== Text provided ==
☆ ☆ ☆ ☆ ☆ ☆ ☆

The process begins with liaison with key publishers. Then there is market and content research. Then we plan and agree plan, including licensing of rights for a fixed term (5-10 years), and royalty arrangements and reading room access. Then digitisation takes place, funded by the partner – either by setting up a satellite studio, or using the BL studio. So our partners digitise content and give us that content, in exchange they get 5-10 years exclusive agreement to use that content on their platform. And revenue generated for BL helps support what we do, and our curators work around digitisation.
So Findmypast was an interesting example. We had electoral registers and India Office Records – data with real commercial value. So, we put a tender out for a partner for digitisation. Findmypast was selected… Part of that was to do with the challenges of the electoral registers which were inconsistent formats etc. so needed a lot of specific work And we also needed historical country boundaries to be understood to make it work. There was also a lot of manual OCR work to do.
With Gale Cengage they tend to be education/universities focused and they work with researchers. We worked with them to select 19th century materials to fit their themes and interests. They did the early arabic book project – a really complex project. The private case collection consisted of mainly books that had been inaccessible on grounds of obscenity from around 1600 and 1960.

☆ ☆ ☆ ☆ ☆ ☆ ☆

== Recorded data ==
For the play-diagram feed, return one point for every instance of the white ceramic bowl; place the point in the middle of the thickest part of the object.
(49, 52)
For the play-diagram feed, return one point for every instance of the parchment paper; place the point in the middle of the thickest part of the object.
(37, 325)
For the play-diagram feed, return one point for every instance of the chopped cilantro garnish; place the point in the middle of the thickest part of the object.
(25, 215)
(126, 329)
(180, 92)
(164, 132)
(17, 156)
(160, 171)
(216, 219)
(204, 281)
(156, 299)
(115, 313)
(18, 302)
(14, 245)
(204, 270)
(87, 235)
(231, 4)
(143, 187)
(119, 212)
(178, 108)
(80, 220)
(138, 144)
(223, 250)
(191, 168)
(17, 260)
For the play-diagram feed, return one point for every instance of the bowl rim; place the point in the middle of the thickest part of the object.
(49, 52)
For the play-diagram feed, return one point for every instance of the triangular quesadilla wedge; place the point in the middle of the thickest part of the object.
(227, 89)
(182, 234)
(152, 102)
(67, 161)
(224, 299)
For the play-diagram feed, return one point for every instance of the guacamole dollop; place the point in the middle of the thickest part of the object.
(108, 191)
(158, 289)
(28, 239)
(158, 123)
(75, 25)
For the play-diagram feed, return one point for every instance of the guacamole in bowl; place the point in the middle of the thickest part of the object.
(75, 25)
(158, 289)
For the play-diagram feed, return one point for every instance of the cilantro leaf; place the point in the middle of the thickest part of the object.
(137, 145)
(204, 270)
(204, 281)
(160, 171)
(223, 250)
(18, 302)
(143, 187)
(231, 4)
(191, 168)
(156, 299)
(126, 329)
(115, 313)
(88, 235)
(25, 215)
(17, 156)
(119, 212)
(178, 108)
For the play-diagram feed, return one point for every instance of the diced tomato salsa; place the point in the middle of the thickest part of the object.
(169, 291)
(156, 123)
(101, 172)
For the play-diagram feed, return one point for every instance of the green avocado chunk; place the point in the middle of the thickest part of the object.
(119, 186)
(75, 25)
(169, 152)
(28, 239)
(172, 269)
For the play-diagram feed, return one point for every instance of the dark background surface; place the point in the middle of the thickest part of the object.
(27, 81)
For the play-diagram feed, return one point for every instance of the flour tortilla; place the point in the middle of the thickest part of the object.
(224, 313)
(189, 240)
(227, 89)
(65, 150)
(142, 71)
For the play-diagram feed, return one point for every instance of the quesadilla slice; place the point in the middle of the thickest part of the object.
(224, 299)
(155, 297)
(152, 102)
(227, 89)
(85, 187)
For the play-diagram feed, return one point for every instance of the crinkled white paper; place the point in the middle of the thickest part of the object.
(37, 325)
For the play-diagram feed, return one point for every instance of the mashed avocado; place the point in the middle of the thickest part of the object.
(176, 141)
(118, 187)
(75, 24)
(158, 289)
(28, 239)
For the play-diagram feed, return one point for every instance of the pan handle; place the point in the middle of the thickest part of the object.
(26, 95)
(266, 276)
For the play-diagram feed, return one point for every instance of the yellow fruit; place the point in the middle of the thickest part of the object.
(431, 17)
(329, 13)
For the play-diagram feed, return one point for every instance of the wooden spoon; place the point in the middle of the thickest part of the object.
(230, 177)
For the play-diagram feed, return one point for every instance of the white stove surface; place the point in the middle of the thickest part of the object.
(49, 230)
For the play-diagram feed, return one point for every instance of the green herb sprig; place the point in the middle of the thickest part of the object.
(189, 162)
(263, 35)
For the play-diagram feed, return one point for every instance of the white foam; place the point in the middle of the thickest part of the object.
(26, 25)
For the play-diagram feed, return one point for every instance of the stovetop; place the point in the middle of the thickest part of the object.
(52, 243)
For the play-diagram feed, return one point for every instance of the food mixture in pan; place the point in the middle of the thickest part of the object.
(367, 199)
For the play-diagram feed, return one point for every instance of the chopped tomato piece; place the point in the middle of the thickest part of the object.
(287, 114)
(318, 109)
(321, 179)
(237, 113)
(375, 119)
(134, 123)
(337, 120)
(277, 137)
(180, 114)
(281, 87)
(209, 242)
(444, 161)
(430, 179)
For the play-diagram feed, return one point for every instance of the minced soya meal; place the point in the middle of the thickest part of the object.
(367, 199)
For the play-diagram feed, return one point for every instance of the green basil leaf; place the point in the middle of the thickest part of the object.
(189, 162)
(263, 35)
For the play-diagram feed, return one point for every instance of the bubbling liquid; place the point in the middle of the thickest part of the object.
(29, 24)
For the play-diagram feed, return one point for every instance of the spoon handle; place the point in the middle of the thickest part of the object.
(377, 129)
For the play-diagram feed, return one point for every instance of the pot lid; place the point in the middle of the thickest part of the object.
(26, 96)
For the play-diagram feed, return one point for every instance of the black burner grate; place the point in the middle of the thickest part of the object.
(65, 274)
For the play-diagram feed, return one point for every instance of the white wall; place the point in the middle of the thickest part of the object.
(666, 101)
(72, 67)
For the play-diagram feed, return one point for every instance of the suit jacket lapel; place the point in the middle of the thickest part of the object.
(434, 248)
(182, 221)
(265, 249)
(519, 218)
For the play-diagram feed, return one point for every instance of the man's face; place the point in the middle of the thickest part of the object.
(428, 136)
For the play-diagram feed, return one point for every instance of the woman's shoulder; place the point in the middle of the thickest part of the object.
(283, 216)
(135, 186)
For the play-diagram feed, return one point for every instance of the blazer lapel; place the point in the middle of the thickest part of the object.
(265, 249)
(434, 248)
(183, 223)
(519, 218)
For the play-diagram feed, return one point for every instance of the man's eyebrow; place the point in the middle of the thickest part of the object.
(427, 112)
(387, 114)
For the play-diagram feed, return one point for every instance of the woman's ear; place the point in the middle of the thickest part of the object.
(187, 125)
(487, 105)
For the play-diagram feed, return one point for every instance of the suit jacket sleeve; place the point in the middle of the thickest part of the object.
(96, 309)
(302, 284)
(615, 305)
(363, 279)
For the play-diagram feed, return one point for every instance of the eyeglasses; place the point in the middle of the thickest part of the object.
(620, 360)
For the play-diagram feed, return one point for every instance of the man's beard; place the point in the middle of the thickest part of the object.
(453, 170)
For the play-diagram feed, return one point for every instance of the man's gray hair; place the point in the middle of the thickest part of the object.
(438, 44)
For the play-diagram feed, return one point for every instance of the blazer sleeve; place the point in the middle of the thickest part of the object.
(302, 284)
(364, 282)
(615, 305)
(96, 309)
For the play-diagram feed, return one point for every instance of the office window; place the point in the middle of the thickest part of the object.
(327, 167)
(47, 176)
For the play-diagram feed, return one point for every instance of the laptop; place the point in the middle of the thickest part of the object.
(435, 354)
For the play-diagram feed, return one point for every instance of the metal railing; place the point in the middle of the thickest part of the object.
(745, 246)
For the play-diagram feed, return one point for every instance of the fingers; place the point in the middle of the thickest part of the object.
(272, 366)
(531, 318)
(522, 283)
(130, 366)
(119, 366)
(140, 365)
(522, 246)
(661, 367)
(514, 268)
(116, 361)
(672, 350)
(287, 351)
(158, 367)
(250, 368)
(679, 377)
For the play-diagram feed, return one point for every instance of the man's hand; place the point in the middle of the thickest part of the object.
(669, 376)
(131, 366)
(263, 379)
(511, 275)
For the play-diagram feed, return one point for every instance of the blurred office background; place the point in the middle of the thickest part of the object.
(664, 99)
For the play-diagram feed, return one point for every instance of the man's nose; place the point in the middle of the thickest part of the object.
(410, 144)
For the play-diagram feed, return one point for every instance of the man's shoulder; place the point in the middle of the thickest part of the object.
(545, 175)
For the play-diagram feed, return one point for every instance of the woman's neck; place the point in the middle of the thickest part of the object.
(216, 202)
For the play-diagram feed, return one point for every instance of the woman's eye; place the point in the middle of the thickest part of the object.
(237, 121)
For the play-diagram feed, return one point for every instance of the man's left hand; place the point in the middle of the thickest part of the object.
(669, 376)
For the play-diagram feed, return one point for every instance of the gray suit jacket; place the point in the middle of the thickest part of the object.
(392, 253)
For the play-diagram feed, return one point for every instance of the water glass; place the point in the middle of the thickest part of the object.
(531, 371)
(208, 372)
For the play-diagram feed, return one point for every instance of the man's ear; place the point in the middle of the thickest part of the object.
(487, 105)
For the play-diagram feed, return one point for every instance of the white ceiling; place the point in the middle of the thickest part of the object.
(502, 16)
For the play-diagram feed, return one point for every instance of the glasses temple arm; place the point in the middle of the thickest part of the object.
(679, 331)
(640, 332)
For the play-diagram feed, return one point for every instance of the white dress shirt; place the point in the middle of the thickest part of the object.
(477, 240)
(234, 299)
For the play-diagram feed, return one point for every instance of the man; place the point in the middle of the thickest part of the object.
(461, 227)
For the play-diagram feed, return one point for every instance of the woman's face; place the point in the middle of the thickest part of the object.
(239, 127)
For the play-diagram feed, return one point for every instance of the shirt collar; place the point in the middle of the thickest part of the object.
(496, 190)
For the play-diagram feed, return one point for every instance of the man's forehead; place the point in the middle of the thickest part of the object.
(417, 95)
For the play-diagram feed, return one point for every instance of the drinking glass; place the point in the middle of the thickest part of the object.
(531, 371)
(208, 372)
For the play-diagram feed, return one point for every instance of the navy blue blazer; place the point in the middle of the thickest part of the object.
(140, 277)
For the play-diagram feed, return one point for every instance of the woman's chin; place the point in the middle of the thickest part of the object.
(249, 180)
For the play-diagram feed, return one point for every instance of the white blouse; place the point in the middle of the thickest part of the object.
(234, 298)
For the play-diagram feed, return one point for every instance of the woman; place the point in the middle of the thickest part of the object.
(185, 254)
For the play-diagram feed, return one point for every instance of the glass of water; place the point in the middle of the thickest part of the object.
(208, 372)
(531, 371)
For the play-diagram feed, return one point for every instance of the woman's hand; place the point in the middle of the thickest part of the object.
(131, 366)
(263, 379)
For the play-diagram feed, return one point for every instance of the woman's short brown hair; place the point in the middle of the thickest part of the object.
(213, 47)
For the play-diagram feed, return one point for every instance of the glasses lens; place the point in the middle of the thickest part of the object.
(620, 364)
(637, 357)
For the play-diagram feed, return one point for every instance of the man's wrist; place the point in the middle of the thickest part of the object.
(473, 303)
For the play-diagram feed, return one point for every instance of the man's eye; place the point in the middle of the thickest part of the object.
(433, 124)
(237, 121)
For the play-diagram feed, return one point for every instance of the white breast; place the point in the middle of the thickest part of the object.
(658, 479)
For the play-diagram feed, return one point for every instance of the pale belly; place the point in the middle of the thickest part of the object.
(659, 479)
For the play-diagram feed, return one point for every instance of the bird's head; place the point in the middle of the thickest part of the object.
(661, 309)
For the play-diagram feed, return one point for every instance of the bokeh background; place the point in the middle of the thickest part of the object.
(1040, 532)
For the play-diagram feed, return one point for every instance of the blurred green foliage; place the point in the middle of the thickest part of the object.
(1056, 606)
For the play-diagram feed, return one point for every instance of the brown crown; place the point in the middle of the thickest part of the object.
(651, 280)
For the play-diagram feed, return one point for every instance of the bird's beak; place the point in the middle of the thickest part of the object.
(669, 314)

☆ ☆ ☆ ☆ ☆ ☆ ☆

Why did the electoral registers need a lot of specific work, according to the passage on digitization partnerships? Answer in one to three sentences. The items have no connection to the passage on digitization partnerships.

The electoral registers came in inconsistent formats, so they required a lot of specific work.